TEXT

--

Sonia Gutierrez (born July 8, 1939) is a Puerto Rican educator and Hispanic rights activist. She was principal, counselor and advocate for adult students at the Carlos Rosario International Public Charter School, an adult charter school in Washington, D.C.

Early life and education
Sonia Gutierrez was born in Santurce, San Juan, Puerto Rico. She earned a bachelor's degree in Business Management and Finance from the University of Puerto Rico in 1961 and earned a master's degree in Adult Education Management from the University of the District of Columbia in 1978.

Career
Gutierrez began her literacy career in the District of Columbia in May 1972 as a counselor of the Program for English Instruction to Latin Americans (PEILA). In October 1972, Gutierrez was named Director of PEILA by founder Carlos Manuel Rosario.

In 1978, Gutierrez facilitated PEILA's merger with the District of Columbia's Americanization Program, resulting in a District of Columbia public school known as the Gordon Adult Education Center. In 1988, under Gutierrez's direction, the Gordon Adult Education Center was named a National Finalist for the U.S. Department of Education's Secretary's Award for Outstanding Adult Basic Education Programs. In 1992, Gutierrez requested that the city council rename the school to the Carlos Rosario Adult Education Center, in memory of PEILA's founder.

--

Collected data
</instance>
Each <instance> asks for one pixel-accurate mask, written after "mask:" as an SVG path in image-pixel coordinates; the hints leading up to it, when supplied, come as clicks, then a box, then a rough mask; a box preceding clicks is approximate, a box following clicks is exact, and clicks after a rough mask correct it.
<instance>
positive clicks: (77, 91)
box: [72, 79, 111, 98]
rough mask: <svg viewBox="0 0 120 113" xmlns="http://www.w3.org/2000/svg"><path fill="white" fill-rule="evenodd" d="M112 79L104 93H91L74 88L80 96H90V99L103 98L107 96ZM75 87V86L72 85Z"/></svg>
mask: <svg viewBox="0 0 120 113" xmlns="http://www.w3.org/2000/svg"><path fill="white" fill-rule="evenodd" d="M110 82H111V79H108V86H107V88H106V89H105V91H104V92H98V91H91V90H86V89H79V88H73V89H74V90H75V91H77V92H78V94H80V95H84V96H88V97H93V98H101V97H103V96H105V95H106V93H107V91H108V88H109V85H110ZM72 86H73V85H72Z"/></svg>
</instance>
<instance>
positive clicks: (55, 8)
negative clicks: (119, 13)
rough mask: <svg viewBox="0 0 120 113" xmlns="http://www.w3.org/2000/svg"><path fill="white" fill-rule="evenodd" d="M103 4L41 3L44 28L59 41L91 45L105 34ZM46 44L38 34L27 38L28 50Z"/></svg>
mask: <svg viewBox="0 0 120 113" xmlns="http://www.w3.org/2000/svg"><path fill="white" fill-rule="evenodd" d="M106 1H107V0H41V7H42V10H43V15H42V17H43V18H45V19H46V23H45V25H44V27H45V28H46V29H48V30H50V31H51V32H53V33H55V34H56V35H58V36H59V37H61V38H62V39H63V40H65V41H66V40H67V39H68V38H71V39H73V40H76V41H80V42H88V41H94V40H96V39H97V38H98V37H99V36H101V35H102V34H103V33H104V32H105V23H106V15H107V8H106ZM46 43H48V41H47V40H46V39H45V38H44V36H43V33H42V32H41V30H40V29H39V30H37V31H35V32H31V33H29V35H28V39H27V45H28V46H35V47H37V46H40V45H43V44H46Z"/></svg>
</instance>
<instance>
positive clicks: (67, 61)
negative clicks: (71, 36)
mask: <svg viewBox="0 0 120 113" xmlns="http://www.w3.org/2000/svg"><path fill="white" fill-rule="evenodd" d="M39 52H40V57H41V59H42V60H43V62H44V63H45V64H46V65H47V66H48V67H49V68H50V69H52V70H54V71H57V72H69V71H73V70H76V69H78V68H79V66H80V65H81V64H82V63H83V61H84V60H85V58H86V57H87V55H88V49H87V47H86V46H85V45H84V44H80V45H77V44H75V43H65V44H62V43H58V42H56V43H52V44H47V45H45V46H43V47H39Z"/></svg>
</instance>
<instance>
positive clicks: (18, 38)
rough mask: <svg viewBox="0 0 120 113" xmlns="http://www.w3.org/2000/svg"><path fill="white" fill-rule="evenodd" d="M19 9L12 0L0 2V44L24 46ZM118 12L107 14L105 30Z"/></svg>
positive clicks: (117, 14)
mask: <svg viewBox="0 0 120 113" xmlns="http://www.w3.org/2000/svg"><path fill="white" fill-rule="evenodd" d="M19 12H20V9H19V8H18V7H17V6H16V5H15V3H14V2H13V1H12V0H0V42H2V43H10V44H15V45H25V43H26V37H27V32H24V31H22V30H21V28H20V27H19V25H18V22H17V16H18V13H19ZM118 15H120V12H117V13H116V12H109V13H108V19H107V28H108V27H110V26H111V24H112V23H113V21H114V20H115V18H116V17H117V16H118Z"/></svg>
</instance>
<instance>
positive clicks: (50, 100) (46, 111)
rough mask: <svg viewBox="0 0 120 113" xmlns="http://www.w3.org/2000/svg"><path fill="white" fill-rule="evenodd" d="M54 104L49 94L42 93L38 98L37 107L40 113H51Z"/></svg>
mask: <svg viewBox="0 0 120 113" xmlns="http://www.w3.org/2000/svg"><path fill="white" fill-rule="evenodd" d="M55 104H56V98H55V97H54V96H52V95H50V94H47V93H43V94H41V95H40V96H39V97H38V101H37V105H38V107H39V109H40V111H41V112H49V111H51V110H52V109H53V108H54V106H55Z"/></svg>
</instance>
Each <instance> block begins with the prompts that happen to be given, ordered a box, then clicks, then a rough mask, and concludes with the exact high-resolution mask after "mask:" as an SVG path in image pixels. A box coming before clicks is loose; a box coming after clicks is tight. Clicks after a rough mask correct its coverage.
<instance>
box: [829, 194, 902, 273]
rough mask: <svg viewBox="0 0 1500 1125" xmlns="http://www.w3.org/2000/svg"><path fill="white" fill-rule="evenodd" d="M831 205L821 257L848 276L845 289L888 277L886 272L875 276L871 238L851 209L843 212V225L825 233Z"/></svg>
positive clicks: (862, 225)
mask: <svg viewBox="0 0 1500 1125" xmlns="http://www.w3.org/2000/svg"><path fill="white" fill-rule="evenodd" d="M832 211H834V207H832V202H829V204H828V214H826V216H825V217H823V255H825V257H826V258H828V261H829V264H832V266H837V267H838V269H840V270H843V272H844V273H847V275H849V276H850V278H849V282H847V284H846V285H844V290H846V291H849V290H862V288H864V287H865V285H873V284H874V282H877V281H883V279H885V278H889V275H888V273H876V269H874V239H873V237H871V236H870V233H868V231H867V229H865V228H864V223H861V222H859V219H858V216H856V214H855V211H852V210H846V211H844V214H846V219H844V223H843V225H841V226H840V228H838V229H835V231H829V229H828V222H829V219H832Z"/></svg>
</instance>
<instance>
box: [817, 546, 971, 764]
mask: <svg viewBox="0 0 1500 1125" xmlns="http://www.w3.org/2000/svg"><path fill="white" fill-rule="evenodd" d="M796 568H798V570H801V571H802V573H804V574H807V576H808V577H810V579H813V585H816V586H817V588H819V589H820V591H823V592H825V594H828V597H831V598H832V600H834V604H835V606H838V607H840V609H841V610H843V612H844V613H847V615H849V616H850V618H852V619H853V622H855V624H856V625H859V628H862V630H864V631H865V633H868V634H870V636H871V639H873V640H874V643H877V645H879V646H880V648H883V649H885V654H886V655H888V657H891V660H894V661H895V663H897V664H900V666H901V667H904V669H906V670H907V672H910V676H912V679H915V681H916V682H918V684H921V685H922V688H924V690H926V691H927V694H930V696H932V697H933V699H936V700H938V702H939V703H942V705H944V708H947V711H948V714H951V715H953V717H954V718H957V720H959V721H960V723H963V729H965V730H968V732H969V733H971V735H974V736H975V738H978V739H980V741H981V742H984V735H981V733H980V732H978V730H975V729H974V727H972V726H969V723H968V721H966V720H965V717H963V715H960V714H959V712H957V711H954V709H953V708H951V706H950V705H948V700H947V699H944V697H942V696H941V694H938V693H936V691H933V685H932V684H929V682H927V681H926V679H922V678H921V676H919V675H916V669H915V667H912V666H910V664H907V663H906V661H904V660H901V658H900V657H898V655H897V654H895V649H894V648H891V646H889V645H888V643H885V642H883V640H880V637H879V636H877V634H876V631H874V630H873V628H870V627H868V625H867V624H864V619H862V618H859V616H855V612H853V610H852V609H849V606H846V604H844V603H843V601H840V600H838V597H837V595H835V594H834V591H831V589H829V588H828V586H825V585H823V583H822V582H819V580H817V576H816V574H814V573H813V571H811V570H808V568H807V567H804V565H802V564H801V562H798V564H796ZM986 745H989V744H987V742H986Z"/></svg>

--

WORK INSTRUCTION A
Update the Sonia Gutierrez biography from "In 1978, Gutierrez" to "of PEILA's founder.", changing "Gordon Adult Education Center" to "Gordon Learning Center".
WORK INSTRUCTION B
Based on the Sonia Gutierrez biography, decide whether each statement is accurate, and back each yes or no with the text's exact words: (i) Gutierrez was born in Santurce, San Juan, Puerto Rico. (ii) Her master's degree came from the University of Puerto Rico. (iii) She became Director of PEILA in May 1972.
The items aren't needed for any of this work.

RESPONSE AREA A
In 1978, Gutierrez facilitated PEILA's merger with the District of Columbia's Americanization Program, resulting in a District of Columbia public school known as the Gordon Learning Center. In 1988, under Gutierrez's direction, the Gordon Learning Center was named a National Finalist for the U.S. Department of Education's Secretary's Award for Outstanding Adult Basic Education Programs. In 1992, Gutierrez requested that the city council rename the school to the Carlos Rosario Adult Education Center, in memory of PEILA's founder.

RESPONSE AREA B
(i) Yes: "Sonia Gutierrez was born in Santurce, San Juan, Puerto Rico."
(ii) No: "earned a master's degree in Adult Education Management from the University of the District of Columbia in 1978."
(iii) No: "In October 1972, Gutierrez was named Director of PEILA by founder Carlos Manuel Rosario."